— begin Records for the task —

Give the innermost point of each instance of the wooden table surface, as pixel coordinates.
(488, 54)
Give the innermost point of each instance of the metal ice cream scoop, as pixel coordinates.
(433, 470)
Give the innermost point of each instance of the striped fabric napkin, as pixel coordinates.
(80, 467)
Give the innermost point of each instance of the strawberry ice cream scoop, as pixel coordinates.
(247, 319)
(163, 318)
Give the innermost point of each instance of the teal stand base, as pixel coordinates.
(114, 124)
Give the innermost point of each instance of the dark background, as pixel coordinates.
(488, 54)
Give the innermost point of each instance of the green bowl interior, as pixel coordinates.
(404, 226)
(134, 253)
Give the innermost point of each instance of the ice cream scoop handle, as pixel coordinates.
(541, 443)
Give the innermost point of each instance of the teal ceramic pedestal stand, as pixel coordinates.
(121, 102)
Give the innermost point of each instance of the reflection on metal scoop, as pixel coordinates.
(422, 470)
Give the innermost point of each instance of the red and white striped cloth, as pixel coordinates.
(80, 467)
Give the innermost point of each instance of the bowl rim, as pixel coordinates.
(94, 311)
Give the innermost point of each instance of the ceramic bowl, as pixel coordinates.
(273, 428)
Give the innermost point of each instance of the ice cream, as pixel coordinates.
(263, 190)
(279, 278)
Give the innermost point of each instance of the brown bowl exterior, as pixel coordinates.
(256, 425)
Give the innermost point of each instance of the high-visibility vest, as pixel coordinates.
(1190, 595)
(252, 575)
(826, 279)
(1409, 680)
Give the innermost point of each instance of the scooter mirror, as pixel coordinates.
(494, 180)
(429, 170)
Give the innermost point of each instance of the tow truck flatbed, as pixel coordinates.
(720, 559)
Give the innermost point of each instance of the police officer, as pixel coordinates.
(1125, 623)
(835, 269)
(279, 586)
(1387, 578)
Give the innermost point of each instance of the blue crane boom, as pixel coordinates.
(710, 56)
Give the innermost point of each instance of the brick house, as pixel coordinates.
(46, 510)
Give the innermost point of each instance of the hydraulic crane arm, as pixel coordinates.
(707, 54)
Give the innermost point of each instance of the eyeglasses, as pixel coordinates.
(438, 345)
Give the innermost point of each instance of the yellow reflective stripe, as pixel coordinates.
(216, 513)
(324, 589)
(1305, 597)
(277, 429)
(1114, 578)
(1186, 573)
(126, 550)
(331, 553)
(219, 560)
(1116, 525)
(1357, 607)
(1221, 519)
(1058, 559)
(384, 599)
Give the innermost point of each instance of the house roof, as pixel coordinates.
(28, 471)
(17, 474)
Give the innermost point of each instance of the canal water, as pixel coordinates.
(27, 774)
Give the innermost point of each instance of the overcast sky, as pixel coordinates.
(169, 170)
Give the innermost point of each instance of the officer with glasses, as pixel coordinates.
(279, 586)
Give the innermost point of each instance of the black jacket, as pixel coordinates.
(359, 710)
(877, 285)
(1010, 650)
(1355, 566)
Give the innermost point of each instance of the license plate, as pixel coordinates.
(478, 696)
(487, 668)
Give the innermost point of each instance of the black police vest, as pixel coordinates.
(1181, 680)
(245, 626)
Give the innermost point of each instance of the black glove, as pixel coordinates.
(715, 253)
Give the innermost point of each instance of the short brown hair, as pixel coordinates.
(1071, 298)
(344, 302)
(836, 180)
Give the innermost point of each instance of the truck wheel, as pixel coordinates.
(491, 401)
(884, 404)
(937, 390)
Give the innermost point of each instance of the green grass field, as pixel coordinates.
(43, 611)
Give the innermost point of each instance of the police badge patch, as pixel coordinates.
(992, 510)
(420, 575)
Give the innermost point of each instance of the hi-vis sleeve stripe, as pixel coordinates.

— end Records for the task —

▸ What is needed
Print again each line of the listing above, exactly as it appears.

▸ Written solution
Give the innermost point of each instance of the wooden table surface, as pixel coordinates.
(488, 54)
Give the innermost point of each instance of the metal ice cream scoop, as pixel coordinates.
(433, 470)
Give the innermost point of each instance of the striped fabric napkin, as pixel coordinates.
(80, 467)
Give the innermost point of each instance of the strawberry ice cream scoop, as pixel coordinates.
(247, 319)
(163, 318)
Give the innermost point of each instance of the teal stand base, as pixel coordinates.
(114, 124)
Give the innermost point of each instance of the dark background, as pixel coordinates.
(488, 54)
Give the innermost point of each instance of the green bowl interior, as pixel coordinates.
(404, 226)
(134, 253)
Give the innermost point of each instance of the ice cream scoop handle, as pixel coordinates.
(541, 443)
Give the innermost point of each instance of the teal ceramic pedestal stand, as pixel coordinates.
(121, 102)
Give the innermost point of each instance of the reflection on metal scoop, as pixel coordinates.
(422, 470)
Give the innermost point of each instance of the red and white striped cloth, as pixel coordinates.
(80, 467)
Give the innermost point of each instance of the bowl rim, as pixel coordinates.
(94, 311)
Give the innermost point of each instance of the ceramic bowl, as pixel coordinates.
(273, 428)
Give the innermost point of each instance of the ice cream, as pixel coordinates.
(263, 190)
(279, 278)
Give the innermost point of each instance of the brown bowl exterior, as pixel coordinates.
(256, 425)
Give the innermost point of each instance of the high-visibility vest, as pixel coordinates.
(1190, 595)
(252, 575)
(826, 279)
(1409, 680)
Give the innermost point of each instance of the scooter mirror, as pixel coordinates.
(494, 180)
(429, 170)
Give the innermost point of each instance of the tow truck flatbed, as pixel coordinates.
(720, 559)
Give the innermost point of each instance of the police officer, as pixel coordinates.
(1125, 623)
(835, 269)
(279, 586)
(1387, 578)
Give the innermost point of each instance of the blue crane boom, as pixel coordinates.
(710, 56)
Give the innermost point of each instance of the brick house, as pixel coordinates.
(46, 510)
Give the innermost point of each instance of the hydraulic crane arm, as pixel coordinates.
(707, 54)
Give the innermost point of each instance of the eyeglasses, as pixel coordinates.
(438, 345)
Give the innermost point of each instance of the yellow reflective stripe, as pixel coordinates.
(216, 513)
(324, 589)
(1305, 597)
(277, 429)
(1114, 578)
(1186, 573)
(126, 550)
(331, 553)
(219, 560)
(1116, 525)
(1357, 607)
(1221, 519)
(1058, 559)
(384, 599)
Give the innermost point of each instance of the house roof, as pixel coordinates.
(28, 471)
(17, 474)
Give the innermost point of each instance of the canal water, as pixel coordinates.
(27, 774)
Give the innermost point of each instance of the overcast sky, as pixel coordinates.
(169, 170)
Give the innermost point of each instance of the officer with glasses, as pixel coordinates.
(279, 586)
Give the innermost point of each instance of the black jacket, as pixel coordinates.
(359, 710)
(877, 285)
(1010, 650)
(1355, 566)
Give the innermost point of each instance of the license plate, as pixel coordinates.
(478, 696)
(487, 668)
Give the innermost point of each instance of the black police vest, as pixel coordinates.
(1181, 680)
(245, 626)
Give the innermost point of each instance of the black glove, as pixel coordinates.
(715, 253)
Give the innermost point of each instance of the short brown hair, as pixel coordinates.
(1071, 298)
(344, 302)
(836, 180)
Give the innermost point of each instance of the truck wheel, as pixel coordinates.
(491, 401)
(884, 404)
(937, 390)
Give the innermost point of each instance of the green grass field, as pixel coordinates.
(43, 611)
Give the innermost point of each instance of the police badge patch, as pixel coordinates.
(992, 510)
(420, 575)
Give the innermost point of each instance of the hi-vis sleeve stripe, as pixel coordinates.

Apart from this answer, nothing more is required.